(Records)
####
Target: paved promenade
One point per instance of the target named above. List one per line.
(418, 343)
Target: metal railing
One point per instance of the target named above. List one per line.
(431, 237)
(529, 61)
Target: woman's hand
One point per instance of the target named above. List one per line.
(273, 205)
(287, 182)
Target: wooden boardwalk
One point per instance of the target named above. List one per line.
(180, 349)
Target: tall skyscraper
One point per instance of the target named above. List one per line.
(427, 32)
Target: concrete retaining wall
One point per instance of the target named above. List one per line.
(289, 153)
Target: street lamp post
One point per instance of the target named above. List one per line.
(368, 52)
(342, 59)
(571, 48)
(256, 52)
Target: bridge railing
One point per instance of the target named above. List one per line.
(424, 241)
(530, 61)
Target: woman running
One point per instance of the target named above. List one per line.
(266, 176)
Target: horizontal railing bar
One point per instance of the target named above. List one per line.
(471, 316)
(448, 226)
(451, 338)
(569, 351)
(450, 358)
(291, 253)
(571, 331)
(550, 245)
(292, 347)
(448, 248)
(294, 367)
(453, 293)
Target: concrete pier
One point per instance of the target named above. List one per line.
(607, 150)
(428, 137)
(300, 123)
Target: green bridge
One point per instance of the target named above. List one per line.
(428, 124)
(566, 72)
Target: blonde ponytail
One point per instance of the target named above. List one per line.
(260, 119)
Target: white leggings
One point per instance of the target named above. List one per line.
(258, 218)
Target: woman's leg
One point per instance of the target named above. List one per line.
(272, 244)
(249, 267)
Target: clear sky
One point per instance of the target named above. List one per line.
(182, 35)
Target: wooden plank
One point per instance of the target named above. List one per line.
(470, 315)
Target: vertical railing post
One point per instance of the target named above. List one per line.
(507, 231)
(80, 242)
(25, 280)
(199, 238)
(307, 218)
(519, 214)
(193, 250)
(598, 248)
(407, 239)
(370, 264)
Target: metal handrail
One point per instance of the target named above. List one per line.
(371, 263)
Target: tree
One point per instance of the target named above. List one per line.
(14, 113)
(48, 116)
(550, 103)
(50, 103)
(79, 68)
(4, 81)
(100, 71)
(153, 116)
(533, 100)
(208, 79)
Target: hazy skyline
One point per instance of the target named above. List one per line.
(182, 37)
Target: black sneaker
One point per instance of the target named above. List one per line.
####
Rewrite the rows above from the line with "Target: tree" through the end of the records, including their requests, and shift every number in the point coordinates up by 57.

**Reply:**
Target: tree
One point per instance of the target named above. List one per line.
(71, 170)
(105, 173)
(607, 160)
(107, 160)
(136, 125)
(61, 138)
(157, 128)
(210, 173)
(590, 157)
(265, 136)
Target: hazy skyline
One point per instance of the target named above. List one per line.
(239, 94)
Target: black sneaker
One point per instance of the target named above. List one per line.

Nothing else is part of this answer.